● **Task instructions**:
Please filter the data down to the lines that include the word "water" and copy them.

##### Entries provided

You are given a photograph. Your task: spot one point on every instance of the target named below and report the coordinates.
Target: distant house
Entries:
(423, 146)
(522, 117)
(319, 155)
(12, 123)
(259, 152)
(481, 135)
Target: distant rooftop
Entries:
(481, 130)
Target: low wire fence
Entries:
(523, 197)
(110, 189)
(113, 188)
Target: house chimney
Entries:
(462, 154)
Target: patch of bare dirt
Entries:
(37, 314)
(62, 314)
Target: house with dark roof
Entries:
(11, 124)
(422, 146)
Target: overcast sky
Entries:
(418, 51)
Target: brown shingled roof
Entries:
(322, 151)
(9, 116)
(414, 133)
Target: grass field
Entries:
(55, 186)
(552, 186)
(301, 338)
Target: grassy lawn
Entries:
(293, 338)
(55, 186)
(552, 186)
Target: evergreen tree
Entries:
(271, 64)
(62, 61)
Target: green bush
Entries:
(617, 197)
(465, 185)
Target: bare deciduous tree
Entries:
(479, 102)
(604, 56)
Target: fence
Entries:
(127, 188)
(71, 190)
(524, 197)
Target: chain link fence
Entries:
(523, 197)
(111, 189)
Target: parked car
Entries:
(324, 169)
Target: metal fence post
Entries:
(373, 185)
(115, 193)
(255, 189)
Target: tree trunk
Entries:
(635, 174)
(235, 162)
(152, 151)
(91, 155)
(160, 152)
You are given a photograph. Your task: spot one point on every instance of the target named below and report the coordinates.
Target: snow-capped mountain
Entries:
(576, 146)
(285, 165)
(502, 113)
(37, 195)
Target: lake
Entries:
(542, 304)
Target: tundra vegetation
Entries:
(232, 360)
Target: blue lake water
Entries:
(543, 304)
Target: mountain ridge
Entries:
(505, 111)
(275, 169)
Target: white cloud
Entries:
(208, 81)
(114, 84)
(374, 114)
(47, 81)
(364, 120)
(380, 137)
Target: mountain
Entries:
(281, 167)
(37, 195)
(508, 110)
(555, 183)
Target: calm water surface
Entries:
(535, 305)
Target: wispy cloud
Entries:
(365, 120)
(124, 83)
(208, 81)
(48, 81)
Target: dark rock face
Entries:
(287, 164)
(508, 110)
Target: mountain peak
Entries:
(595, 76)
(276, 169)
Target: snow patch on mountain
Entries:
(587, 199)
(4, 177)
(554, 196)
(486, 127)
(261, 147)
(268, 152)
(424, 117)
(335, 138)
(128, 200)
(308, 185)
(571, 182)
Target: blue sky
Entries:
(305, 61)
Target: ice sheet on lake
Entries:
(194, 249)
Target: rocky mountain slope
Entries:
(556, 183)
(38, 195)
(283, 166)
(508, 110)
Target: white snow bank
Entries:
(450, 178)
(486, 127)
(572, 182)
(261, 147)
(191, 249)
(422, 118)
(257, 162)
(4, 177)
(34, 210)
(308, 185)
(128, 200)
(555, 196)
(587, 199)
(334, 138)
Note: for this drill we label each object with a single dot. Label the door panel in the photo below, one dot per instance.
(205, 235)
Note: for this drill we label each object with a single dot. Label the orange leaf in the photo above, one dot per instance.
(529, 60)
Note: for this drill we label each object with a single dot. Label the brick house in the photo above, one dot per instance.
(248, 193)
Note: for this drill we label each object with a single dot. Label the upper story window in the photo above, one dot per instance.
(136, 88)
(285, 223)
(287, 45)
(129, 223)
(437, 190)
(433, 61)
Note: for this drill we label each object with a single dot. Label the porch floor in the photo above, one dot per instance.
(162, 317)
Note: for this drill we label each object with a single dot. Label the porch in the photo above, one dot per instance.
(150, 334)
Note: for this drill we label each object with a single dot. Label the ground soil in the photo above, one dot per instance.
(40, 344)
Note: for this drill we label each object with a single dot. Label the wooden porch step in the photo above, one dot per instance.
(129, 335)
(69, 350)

##########

● **Exercise answer**:
Target: blue lake water
Target: calm water surface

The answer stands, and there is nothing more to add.